| EXERCISE DETAILS |
Only the lines from the one holding "Q: In the image above, where is the reflection" to the end of the data should be echoed, exactly as they appear, minus the pictures.

| SUPPLIED ENTRIES |
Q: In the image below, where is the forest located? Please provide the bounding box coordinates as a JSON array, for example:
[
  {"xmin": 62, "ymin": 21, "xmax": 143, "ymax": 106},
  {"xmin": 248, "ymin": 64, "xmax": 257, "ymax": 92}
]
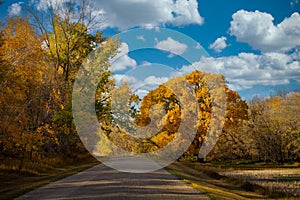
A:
[{"xmin": 0, "ymin": 0, "xmax": 300, "ymax": 175}]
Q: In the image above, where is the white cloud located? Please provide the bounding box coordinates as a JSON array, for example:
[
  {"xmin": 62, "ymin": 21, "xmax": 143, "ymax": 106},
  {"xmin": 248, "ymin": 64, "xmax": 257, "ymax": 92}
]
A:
[
  {"xmin": 195, "ymin": 42, "xmax": 202, "ymax": 49},
  {"xmin": 209, "ymin": 36, "xmax": 227, "ymax": 53},
  {"xmin": 144, "ymin": 76, "xmax": 169, "ymax": 85},
  {"xmin": 8, "ymin": 2, "xmax": 23, "ymax": 17},
  {"xmin": 95, "ymin": 0, "xmax": 203, "ymax": 30},
  {"xmin": 229, "ymin": 10, "xmax": 300, "ymax": 52},
  {"xmin": 136, "ymin": 35, "xmax": 146, "ymax": 41},
  {"xmin": 290, "ymin": 0, "xmax": 299, "ymax": 7},
  {"xmin": 110, "ymin": 43, "xmax": 137, "ymax": 72},
  {"xmin": 113, "ymin": 74, "xmax": 139, "ymax": 86},
  {"xmin": 180, "ymin": 53, "xmax": 300, "ymax": 90},
  {"xmin": 155, "ymin": 37, "xmax": 188, "ymax": 55}
]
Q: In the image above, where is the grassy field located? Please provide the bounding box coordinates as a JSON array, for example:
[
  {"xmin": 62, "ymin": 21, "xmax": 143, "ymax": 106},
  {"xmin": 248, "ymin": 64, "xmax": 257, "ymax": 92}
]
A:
[
  {"xmin": 0, "ymin": 157, "xmax": 99, "ymax": 199},
  {"xmin": 167, "ymin": 162, "xmax": 299, "ymax": 200}
]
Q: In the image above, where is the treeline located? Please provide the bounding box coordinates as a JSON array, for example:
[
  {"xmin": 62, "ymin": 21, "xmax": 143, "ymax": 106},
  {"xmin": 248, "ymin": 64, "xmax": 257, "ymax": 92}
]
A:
[
  {"xmin": 0, "ymin": 1, "xmax": 119, "ymax": 171},
  {"xmin": 211, "ymin": 92, "xmax": 300, "ymax": 164},
  {"xmin": 0, "ymin": 1, "xmax": 300, "ymax": 171}
]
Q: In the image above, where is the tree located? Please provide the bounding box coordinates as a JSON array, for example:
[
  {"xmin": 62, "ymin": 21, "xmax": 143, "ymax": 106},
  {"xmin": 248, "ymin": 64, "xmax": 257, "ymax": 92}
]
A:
[
  {"xmin": 0, "ymin": 18, "xmax": 53, "ymax": 164},
  {"xmin": 244, "ymin": 92, "xmax": 300, "ymax": 163}
]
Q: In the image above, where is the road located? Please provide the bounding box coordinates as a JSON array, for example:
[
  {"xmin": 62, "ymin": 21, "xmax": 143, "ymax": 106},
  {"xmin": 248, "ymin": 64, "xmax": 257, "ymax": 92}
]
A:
[{"xmin": 17, "ymin": 158, "xmax": 209, "ymax": 200}]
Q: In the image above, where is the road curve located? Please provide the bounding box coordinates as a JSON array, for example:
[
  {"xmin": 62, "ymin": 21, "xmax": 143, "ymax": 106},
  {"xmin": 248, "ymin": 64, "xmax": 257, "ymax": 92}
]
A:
[{"xmin": 17, "ymin": 159, "xmax": 209, "ymax": 200}]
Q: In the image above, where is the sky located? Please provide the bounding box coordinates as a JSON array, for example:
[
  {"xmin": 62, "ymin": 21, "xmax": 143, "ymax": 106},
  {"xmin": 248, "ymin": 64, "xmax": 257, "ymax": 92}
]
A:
[{"xmin": 0, "ymin": 0, "xmax": 300, "ymax": 100}]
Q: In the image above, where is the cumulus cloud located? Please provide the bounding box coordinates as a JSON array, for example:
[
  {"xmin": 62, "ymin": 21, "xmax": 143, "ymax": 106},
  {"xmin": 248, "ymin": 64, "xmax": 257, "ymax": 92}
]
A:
[
  {"xmin": 155, "ymin": 37, "xmax": 188, "ymax": 55},
  {"xmin": 209, "ymin": 36, "xmax": 227, "ymax": 53},
  {"xmin": 229, "ymin": 10, "xmax": 300, "ymax": 52},
  {"xmin": 136, "ymin": 35, "xmax": 146, "ymax": 41},
  {"xmin": 180, "ymin": 53, "xmax": 300, "ymax": 90},
  {"xmin": 290, "ymin": 0, "xmax": 299, "ymax": 7},
  {"xmin": 95, "ymin": 0, "xmax": 203, "ymax": 30},
  {"xmin": 8, "ymin": 2, "xmax": 24, "ymax": 17},
  {"xmin": 110, "ymin": 43, "xmax": 137, "ymax": 72}
]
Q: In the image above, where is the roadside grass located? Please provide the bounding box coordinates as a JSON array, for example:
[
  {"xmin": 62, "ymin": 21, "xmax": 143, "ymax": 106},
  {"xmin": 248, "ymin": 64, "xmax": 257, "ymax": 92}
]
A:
[
  {"xmin": 0, "ymin": 155, "xmax": 99, "ymax": 199},
  {"xmin": 166, "ymin": 162, "xmax": 296, "ymax": 200}
]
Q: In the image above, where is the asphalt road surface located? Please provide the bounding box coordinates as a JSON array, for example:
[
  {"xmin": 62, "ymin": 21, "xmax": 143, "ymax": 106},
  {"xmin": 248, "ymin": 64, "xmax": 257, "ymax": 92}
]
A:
[{"xmin": 17, "ymin": 157, "xmax": 209, "ymax": 200}]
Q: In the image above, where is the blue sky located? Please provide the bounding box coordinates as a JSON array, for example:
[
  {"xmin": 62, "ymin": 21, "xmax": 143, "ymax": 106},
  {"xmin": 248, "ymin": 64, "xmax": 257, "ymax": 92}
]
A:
[{"xmin": 0, "ymin": 0, "xmax": 300, "ymax": 100}]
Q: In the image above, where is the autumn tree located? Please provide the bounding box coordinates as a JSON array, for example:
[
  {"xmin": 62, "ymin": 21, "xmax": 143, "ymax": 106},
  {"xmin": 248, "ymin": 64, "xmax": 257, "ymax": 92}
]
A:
[
  {"xmin": 244, "ymin": 92, "xmax": 300, "ymax": 163},
  {"xmin": 0, "ymin": 18, "xmax": 53, "ymax": 166}
]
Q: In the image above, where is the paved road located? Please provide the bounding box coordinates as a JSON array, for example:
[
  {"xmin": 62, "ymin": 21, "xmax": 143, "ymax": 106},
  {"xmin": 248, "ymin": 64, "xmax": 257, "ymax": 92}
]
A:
[{"xmin": 17, "ymin": 158, "xmax": 209, "ymax": 200}]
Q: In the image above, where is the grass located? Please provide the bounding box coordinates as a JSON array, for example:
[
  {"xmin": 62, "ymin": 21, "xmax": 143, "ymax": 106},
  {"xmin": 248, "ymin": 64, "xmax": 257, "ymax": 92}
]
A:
[
  {"xmin": 167, "ymin": 162, "xmax": 296, "ymax": 199},
  {"xmin": 0, "ymin": 156, "xmax": 99, "ymax": 199}
]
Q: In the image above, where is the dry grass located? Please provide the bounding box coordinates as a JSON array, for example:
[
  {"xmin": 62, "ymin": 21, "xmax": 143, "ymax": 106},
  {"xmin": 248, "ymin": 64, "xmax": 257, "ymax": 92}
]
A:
[
  {"xmin": 0, "ymin": 156, "xmax": 99, "ymax": 199},
  {"xmin": 167, "ymin": 162, "xmax": 268, "ymax": 200},
  {"xmin": 220, "ymin": 168, "xmax": 300, "ymax": 197},
  {"xmin": 168, "ymin": 162, "xmax": 300, "ymax": 199}
]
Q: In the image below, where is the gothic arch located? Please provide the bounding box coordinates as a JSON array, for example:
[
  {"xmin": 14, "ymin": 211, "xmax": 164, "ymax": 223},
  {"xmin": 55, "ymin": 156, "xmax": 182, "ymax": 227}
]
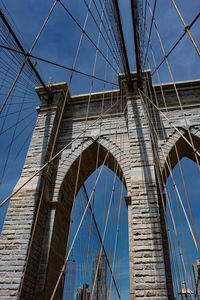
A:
[
  {"xmin": 162, "ymin": 128, "xmax": 200, "ymax": 180},
  {"xmin": 56, "ymin": 139, "xmax": 127, "ymax": 205},
  {"xmin": 40, "ymin": 139, "xmax": 128, "ymax": 299}
]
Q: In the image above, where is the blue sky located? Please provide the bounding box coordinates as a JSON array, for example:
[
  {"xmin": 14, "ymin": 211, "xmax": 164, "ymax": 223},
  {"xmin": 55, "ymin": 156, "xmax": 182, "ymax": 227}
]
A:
[{"xmin": 0, "ymin": 0, "xmax": 200, "ymax": 298}]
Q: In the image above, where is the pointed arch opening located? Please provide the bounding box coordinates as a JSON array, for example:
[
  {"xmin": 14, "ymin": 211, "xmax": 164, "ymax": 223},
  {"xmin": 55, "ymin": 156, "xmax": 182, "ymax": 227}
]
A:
[
  {"xmin": 45, "ymin": 141, "xmax": 129, "ymax": 299},
  {"xmin": 163, "ymin": 133, "xmax": 200, "ymax": 299}
]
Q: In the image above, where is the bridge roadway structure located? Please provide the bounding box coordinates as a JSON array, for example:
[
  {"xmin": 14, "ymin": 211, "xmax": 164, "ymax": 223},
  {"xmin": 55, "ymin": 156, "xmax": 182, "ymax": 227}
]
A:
[{"xmin": 0, "ymin": 71, "xmax": 200, "ymax": 300}]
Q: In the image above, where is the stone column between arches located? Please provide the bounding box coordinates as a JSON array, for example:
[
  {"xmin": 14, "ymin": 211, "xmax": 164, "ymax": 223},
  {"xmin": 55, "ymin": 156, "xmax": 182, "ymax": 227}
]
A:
[{"xmin": 126, "ymin": 93, "xmax": 173, "ymax": 300}]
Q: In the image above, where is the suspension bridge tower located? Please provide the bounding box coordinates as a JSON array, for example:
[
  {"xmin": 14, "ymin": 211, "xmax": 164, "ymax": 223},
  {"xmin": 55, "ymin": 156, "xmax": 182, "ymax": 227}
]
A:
[{"xmin": 0, "ymin": 0, "xmax": 200, "ymax": 300}]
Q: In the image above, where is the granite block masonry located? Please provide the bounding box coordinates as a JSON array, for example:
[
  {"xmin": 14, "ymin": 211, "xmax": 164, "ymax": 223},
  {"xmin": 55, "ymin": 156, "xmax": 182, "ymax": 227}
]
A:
[{"xmin": 0, "ymin": 73, "xmax": 200, "ymax": 300}]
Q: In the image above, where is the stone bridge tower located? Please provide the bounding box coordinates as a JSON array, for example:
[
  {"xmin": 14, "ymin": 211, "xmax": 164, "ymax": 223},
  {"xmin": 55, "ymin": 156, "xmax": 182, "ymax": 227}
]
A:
[{"xmin": 0, "ymin": 73, "xmax": 200, "ymax": 300}]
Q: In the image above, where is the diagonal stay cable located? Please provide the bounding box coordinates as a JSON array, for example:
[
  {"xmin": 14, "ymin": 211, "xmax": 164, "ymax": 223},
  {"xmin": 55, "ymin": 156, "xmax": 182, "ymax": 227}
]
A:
[
  {"xmin": 143, "ymin": 0, "xmax": 157, "ymax": 66},
  {"xmin": 140, "ymin": 90, "xmax": 200, "ymax": 157},
  {"xmin": 152, "ymin": 13, "xmax": 200, "ymax": 76},
  {"xmin": 0, "ymin": 0, "xmax": 58, "ymax": 114},
  {"xmin": 0, "ymin": 44, "xmax": 118, "ymax": 86},
  {"xmin": 171, "ymin": 0, "xmax": 200, "ymax": 56},
  {"xmin": 57, "ymin": 0, "xmax": 118, "ymax": 74},
  {"xmin": 83, "ymin": 0, "xmax": 122, "ymax": 66},
  {"xmin": 0, "ymin": 100, "xmax": 119, "ymax": 207}
]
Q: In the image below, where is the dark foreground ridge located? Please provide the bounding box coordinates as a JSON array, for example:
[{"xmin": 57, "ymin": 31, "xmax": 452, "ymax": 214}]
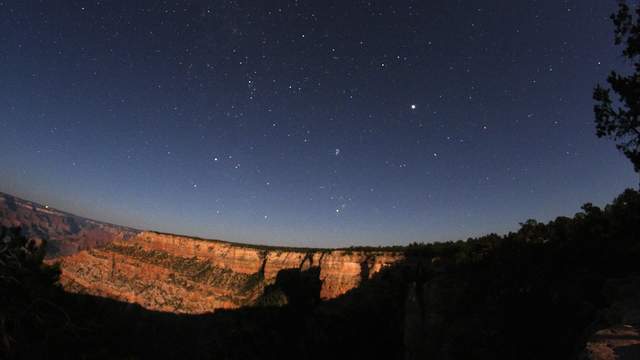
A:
[{"xmin": 0, "ymin": 190, "xmax": 640, "ymax": 359}]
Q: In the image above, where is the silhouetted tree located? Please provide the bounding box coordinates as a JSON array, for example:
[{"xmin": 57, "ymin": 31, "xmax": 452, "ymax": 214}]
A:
[{"xmin": 593, "ymin": 1, "xmax": 640, "ymax": 172}]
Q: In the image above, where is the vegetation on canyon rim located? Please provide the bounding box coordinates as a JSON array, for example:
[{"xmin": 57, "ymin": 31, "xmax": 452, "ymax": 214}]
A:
[
  {"xmin": 0, "ymin": 0, "xmax": 640, "ymax": 359},
  {"xmin": 0, "ymin": 190, "xmax": 640, "ymax": 359}
]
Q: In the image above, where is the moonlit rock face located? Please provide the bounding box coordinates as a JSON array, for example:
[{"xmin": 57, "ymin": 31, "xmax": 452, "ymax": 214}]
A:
[{"xmin": 57, "ymin": 232, "xmax": 404, "ymax": 314}]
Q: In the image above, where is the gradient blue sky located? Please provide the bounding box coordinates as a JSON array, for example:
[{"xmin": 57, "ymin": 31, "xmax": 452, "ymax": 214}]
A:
[{"xmin": 0, "ymin": 0, "xmax": 638, "ymax": 247}]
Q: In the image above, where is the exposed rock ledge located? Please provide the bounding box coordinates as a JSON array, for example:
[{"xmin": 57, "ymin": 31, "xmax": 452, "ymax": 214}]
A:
[{"xmin": 57, "ymin": 232, "xmax": 403, "ymax": 313}]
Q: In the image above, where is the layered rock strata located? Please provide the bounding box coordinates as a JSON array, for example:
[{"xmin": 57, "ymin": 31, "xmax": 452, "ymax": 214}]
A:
[{"xmin": 59, "ymin": 232, "xmax": 402, "ymax": 314}]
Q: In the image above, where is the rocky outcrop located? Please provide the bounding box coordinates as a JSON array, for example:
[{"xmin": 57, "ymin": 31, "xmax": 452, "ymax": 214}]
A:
[
  {"xmin": 59, "ymin": 232, "xmax": 402, "ymax": 313},
  {"xmin": 582, "ymin": 277, "xmax": 640, "ymax": 360},
  {"xmin": 0, "ymin": 193, "xmax": 139, "ymax": 257}
]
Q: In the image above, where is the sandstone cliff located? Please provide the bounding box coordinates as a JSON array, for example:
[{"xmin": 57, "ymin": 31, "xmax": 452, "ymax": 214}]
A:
[
  {"xmin": 0, "ymin": 193, "xmax": 139, "ymax": 257},
  {"xmin": 59, "ymin": 232, "xmax": 402, "ymax": 313}
]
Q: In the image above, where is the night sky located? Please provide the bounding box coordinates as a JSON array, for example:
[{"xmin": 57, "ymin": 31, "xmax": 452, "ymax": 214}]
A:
[{"xmin": 0, "ymin": 0, "xmax": 637, "ymax": 247}]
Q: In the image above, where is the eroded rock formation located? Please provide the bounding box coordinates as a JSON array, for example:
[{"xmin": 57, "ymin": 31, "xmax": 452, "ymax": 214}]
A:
[{"xmin": 59, "ymin": 232, "xmax": 402, "ymax": 313}]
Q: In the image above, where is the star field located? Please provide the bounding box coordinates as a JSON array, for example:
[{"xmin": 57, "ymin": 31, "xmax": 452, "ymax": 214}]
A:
[{"xmin": 0, "ymin": 0, "xmax": 637, "ymax": 247}]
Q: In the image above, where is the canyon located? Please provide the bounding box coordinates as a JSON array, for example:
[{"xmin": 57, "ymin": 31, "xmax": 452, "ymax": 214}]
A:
[{"xmin": 0, "ymin": 194, "xmax": 403, "ymax": 314}]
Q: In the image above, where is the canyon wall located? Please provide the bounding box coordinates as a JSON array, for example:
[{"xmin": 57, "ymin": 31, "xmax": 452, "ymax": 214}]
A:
[
  {"xmin": 0, "ymin": 193, "xmax": 139, "ymax": 257},
  {"xmin": 57, "ymin": 232, "xmax": 402, "ymax": 314}
]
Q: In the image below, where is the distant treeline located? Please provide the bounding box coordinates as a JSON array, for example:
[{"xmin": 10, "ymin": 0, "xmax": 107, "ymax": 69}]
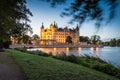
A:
[{"xmin": 103, "ymin": 38, "xmax": 120, "ymax": 46}]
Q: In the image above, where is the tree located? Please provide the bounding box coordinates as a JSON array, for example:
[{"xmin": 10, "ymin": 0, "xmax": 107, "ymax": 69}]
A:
[
  {"xmin": 32, "ymin": 34, "xmax": 40, "ymax": 40},
  {"xmin": 91, "ymin": 35, "xmax": 100, "ymax": 44},
  {"xmin": 66, "ymin": 36, "xmax": 72, "ymax": 43},
  {"xmin": 42, "ymin": 0, "xmax": 120, "ymax": 28},
  {"xmin": 0, "ymin": 0, "xmax": 32, "ymax": 47}
]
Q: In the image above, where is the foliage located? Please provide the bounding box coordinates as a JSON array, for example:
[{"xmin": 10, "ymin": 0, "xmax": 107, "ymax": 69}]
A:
[
  {"xmin": 103, "ymin": 38, "xmax": 120, "ymax": 46},
  {"xmin": 7, "ymin": 50, "xmax": 118, "ymax": 80},
  {"xmin": 0, "ymin": 0, "xmax": 32, "ymax": 47},
  {"xmin": 79, "ymin": 36, "xmax": 90, "ymax": 42},
  {"xmin": 66, "ymin": 36, "xmax": 72, "ymax": 43},
  {"xmin": 91, "ymin": 35, "xmax": 100, "ymax": 44},
  {"xmin": 61, "ymin": 0, "xmax": 119, "ymax": 28},
  {"xmin": 54, "ymin": 55, "xmax": 120, "ymax": 79}
]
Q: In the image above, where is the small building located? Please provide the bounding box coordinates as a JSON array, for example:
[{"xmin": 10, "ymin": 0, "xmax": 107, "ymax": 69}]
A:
[{"xmin": 40, "ymin": 22, "xmax": 79, "ymax": 45}]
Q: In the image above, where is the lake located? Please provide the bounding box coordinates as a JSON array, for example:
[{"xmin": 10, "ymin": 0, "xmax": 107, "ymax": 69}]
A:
[{"xmin": 27, "ymin": 47, "xmax": 120, "ymax": 66}]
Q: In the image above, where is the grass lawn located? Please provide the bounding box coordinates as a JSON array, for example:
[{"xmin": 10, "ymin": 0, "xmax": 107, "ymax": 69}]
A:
[{"xmin": 6, "ymin": 49, "xmax": 119, "ymax": 80}]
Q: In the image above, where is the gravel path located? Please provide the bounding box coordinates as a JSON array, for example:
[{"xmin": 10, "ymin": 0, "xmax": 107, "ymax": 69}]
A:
[{"xmin": 0, "ymin": 52, "xmax": 24, "ymax": 80}]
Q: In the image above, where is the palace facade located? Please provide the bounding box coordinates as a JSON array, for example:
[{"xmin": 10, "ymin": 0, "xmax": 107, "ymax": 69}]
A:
[{"xmin": 40, "ymin": 23, "xmax": 79, "ymax": 45}]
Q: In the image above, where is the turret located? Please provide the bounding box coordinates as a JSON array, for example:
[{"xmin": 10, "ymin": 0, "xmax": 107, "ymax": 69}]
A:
[
  {"xmin": 41, "ymin": 23, "xmax": 44, "ymax": 29},
  {"xmin": 76, "ymin": 24, "xmax": 79, "ymax": 31}
]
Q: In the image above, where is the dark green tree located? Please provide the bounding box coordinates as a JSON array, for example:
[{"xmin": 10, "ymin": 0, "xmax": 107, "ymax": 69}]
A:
[
  {"xmin": 42, "ymin": 0, "xmax": 120, "ymax": 28},
  {"xmin": 66, "ymin": 36, "xmax": 72, "ymax": 43},
  {"xmin": 0, "ymin": 0, "xmax": 32, "ymax": 47}
]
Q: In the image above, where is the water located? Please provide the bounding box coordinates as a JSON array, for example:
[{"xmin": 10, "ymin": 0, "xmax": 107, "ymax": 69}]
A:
[{"xmin": 27, "ymin": 47, "xmax": 120, "ymax": 66}]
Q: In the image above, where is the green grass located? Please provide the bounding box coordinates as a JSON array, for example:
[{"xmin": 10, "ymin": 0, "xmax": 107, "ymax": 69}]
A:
[{"xmin": 6, "ymin": 50, "xmax": 119, "ymax": 80}]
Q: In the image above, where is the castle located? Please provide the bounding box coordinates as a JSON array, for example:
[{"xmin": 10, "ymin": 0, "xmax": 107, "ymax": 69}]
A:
[{"xmin": 40, "ymin": 22, "xmax": 79, "ymax": 45}]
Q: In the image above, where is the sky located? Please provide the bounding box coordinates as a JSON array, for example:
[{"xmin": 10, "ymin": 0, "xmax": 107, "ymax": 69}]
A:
[{"xmin": 27, "ymin": 0, "xmax": 120, "ymax": 41}]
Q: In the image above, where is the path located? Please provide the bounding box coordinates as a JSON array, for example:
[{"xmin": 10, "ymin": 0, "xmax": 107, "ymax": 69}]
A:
[{"xmin": 0, "ymin": 52, "xmax": 24, "ymax": 80}]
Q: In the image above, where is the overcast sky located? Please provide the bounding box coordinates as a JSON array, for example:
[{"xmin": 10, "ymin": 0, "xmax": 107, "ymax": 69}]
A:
[{"xmin": 27, "ymin": 0, "xmax": 120, "ymax": 40}]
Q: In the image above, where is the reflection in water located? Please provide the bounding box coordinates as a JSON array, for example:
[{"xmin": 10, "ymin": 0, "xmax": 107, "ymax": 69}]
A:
[{"xmin": 29, "ymin": 47, "xmax": 120, "ymax": 66}]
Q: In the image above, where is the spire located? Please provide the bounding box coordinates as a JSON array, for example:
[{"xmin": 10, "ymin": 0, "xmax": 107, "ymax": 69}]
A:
[
  {"xmin": 41, "ymin": 22, "xmax": 44, "ymax": 28},
  {"xmin": 54, "ymin": 21, "xmax": 56, "ymax": 27},
  {"xmin": 76, "ymin": 24, "xmax": 79, "ymax": 30}
]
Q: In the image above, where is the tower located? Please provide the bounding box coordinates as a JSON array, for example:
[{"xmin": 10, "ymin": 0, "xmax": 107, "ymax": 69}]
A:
[{"xmin": 40, "ymin": 23, "xmax": 44, "ymax": 39}]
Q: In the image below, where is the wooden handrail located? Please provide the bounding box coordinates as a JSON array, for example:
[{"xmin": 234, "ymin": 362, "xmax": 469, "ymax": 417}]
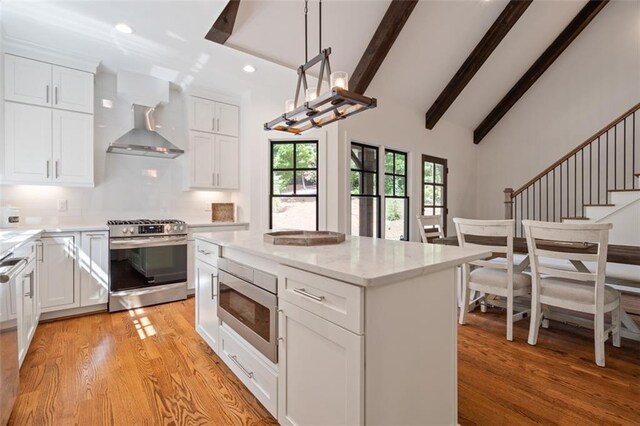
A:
[{"xmin": 511, "ymin": 103, "xmax": 640, "ymax": 199}]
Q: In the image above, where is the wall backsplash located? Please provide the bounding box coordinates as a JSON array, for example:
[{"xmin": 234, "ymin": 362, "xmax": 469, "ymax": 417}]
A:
[{"xmin": 0, "ymin": 73, "xmax": 238, "ymax": 225}]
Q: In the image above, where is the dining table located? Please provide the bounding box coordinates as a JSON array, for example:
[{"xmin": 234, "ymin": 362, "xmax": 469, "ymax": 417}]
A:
[{"xmin": 430, "ymin": 235, "xmax": 640, "ymax": 341}]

| COMPLETE RESPONSE |
Q: In the image above, where is the reflection in water located? Please provide the bounding box coordinates as a JSON array, for example:
[{"xmin": 10, "ymin": 0, "xmax": 107, "ymax": 69}]
A:
[{"xmin": 29, "ymin": 47, "xmax": 120, "ymax": 66}]
Q: In the image above, where is the spire located? Please provide the bounding box coordinates as a JSON array, for example:
[{"xmin": 10, "ymin": 0, "xmax": 107, "ymax": 69}]
A:
[
  {"xmin": 41, "ymin": 22, "xmax": 44, "ymax": 28},
  {"xmin": 54, "ymin": 21, "xmax": 56, "ymax": 27},
  {"xmin": 76, "ymin": 24, "xmax": 79, "ymax": 30}
]
Q: In the image above, where is the tower located? Please provide the bounding box coordinates as a JSON array, for example:
[{"xmin": 10, "ymin": 0, "xmax": 107, "ymax": 69}]
A:
[{"xmin": 40, "ymin": 23, "xmax": 44, "ymax": 39}]
Q: In the image below, where is the wooden handrail located? Please provide the bounding box coordinates as a JSON array, for example:
[{"xmin": 234, "ymin": 362, "xmax": 469, "ymax": 417}]
A:
[{"xmin": 511, "ymin": 103, "xmax": 640, "ymax": 199}]
Q: In the image above, where is the wall backsplash located? Please provide the bounding box coordinates as a JSON array, for example:
[{"xmin": 234, "ymin": 362, "xmax": 469, "ymax": 417}]
A:
[{"xmin": 0, "ymin": 73, "xmax": 238, "ymax": 225}]
Q: In the image above, where is the dining table located? Please provide the bounding box coordinates as a JSON array, for example:
[{"xmin": 234, "ymin": 362, "xmax": 469, "ymax": 417}]
A:
[{"xmin": 430, "ymin": 235, "xmax": 640, "ymax": 341}]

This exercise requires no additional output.